- REQUIREMENT -
Quote exactly, and only, the lines of the material below from the line with "Signal-phase audit: put a marker on every instance of the gray" through the line with "Target: human hand".

- THE RECORDS -
--*--

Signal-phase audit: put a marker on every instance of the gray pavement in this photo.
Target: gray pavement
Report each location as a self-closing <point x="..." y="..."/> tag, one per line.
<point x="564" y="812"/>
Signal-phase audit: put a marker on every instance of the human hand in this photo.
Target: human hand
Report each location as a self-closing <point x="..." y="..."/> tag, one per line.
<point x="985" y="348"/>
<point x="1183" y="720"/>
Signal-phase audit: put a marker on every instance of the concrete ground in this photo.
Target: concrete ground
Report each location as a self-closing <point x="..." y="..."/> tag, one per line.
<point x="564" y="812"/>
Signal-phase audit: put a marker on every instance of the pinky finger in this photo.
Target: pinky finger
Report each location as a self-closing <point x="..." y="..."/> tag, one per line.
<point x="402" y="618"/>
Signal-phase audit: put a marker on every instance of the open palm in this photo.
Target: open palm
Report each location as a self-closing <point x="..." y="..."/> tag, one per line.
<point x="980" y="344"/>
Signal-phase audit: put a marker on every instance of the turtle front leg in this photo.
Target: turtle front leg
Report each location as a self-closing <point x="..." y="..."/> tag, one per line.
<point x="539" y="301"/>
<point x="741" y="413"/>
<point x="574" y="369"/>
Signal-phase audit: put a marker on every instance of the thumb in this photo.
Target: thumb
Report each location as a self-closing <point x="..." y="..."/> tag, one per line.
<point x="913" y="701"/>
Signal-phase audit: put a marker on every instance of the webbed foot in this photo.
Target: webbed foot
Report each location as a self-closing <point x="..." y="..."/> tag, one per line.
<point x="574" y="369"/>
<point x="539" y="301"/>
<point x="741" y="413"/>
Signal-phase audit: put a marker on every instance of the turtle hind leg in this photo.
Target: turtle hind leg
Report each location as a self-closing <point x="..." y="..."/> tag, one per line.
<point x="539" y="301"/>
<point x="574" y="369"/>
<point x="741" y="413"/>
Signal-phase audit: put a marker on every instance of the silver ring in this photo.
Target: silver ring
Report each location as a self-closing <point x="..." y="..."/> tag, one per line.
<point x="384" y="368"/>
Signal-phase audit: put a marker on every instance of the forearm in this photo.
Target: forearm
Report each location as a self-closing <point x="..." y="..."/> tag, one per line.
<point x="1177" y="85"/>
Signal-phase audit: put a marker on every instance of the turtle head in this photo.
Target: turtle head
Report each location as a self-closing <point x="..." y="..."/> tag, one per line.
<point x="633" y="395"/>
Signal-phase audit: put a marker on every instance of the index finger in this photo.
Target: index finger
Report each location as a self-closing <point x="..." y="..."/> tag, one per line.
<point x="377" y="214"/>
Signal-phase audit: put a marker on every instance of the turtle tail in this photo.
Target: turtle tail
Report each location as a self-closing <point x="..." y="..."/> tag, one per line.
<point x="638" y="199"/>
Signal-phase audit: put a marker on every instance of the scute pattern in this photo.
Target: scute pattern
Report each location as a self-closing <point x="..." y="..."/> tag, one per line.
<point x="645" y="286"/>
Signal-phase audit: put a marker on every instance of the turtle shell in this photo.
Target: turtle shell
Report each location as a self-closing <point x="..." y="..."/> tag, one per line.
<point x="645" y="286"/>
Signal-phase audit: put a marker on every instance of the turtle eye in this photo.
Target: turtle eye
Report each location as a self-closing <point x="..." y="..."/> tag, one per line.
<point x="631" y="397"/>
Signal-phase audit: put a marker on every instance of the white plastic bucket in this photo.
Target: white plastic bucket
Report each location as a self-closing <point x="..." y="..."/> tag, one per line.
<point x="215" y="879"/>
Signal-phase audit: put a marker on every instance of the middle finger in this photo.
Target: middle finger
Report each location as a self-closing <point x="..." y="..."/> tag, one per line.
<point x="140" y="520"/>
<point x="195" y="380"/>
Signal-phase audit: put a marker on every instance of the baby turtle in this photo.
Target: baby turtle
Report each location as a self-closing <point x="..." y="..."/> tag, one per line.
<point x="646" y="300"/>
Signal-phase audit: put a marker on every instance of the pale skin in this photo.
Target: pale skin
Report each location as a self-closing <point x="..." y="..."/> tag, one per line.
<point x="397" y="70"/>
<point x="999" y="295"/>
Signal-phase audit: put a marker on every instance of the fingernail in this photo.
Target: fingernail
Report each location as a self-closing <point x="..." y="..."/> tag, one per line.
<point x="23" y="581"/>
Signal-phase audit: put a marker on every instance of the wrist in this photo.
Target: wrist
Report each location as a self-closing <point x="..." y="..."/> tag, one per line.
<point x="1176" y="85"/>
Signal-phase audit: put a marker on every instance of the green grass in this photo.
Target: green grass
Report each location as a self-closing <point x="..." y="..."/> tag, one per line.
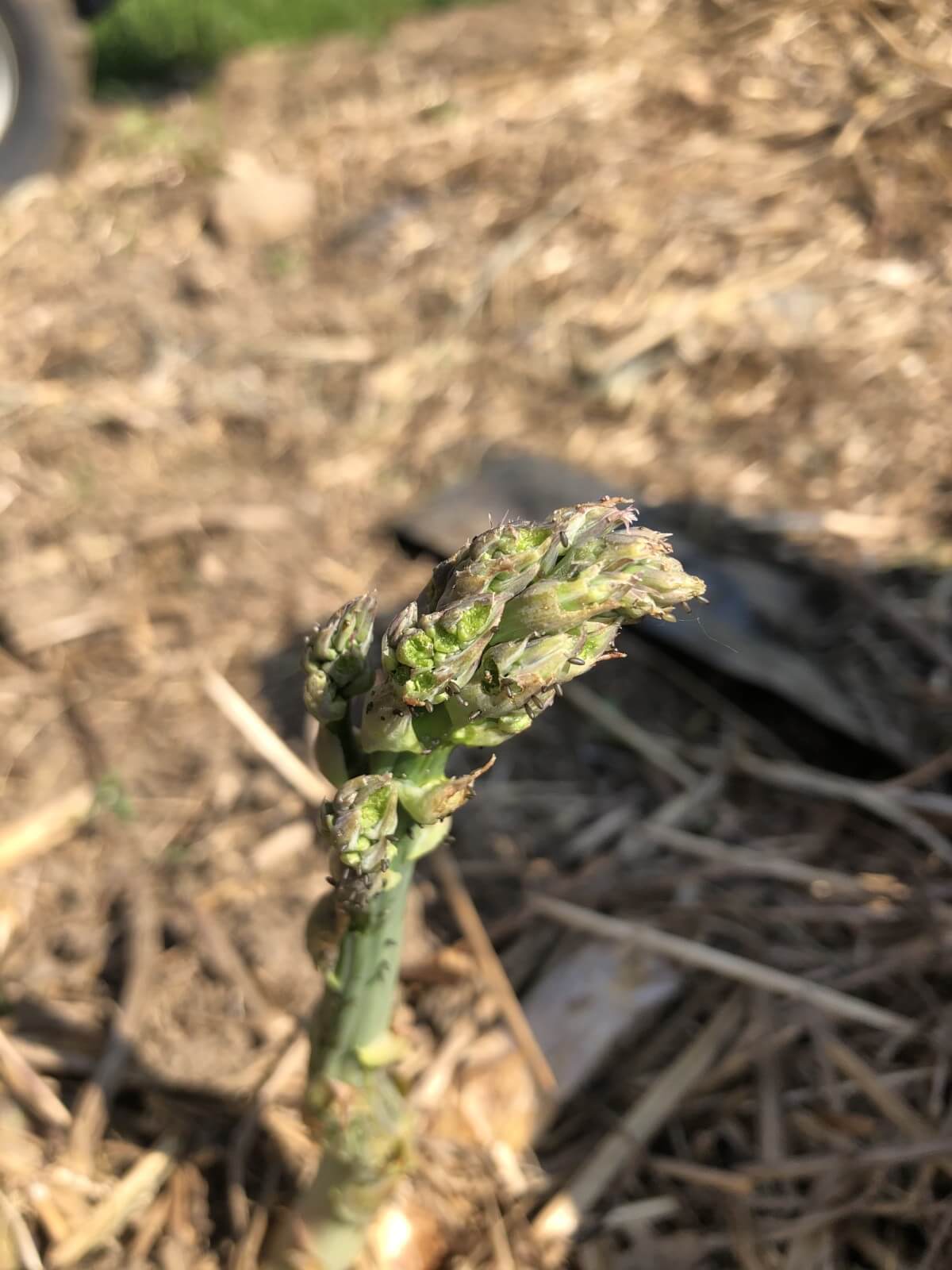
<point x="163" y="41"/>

--*--

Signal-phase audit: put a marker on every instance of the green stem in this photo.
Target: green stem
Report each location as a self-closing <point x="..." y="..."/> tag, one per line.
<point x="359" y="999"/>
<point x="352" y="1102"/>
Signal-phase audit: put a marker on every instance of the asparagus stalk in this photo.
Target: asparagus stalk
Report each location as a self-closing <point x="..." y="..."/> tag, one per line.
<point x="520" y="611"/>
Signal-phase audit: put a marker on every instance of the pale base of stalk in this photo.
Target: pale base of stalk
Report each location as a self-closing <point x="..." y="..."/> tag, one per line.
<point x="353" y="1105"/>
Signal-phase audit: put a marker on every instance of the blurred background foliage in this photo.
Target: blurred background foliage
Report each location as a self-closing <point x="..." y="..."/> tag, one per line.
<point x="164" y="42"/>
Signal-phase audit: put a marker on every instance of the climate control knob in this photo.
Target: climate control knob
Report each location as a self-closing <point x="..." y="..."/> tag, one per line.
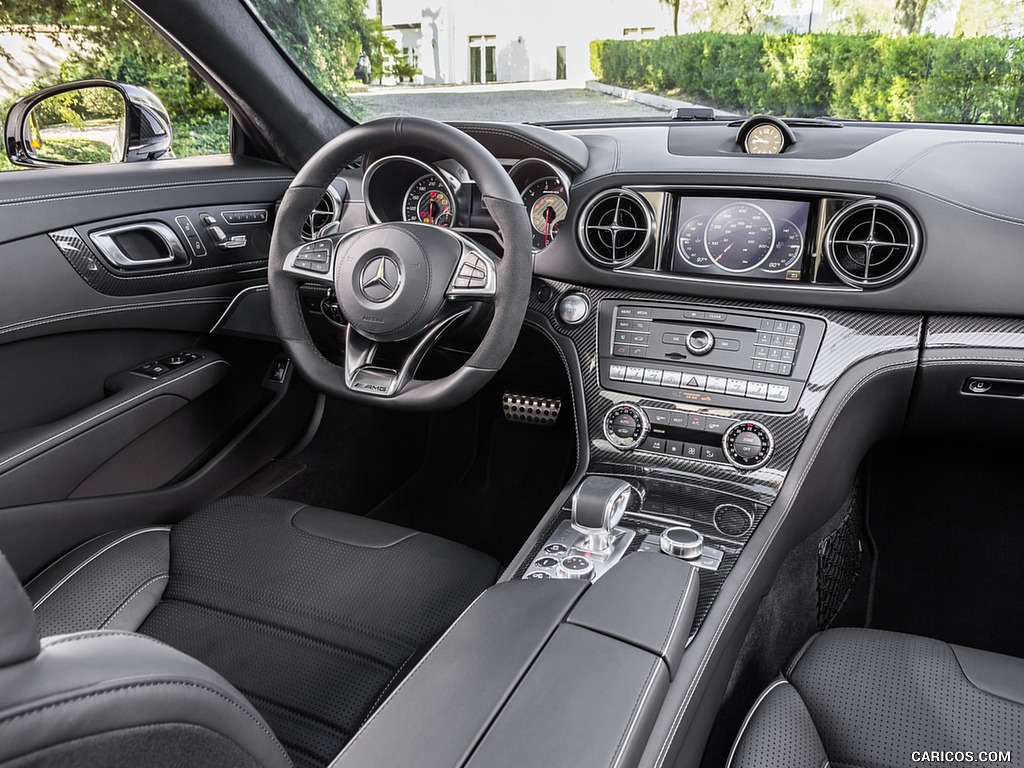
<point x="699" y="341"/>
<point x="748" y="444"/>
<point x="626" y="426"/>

--*--

- RESPONSE BOX -
Signal-phase audit: put a marker on every instance of the gray pavement in this photo.
Target: gray pavement
Report each location as a self-closing <point x="..." y="..."/> tag, one per line.
<point x="564" y="812"/>
Signal-phase audit: put a marker on every instance of the human hand in this photo.
Target: human hand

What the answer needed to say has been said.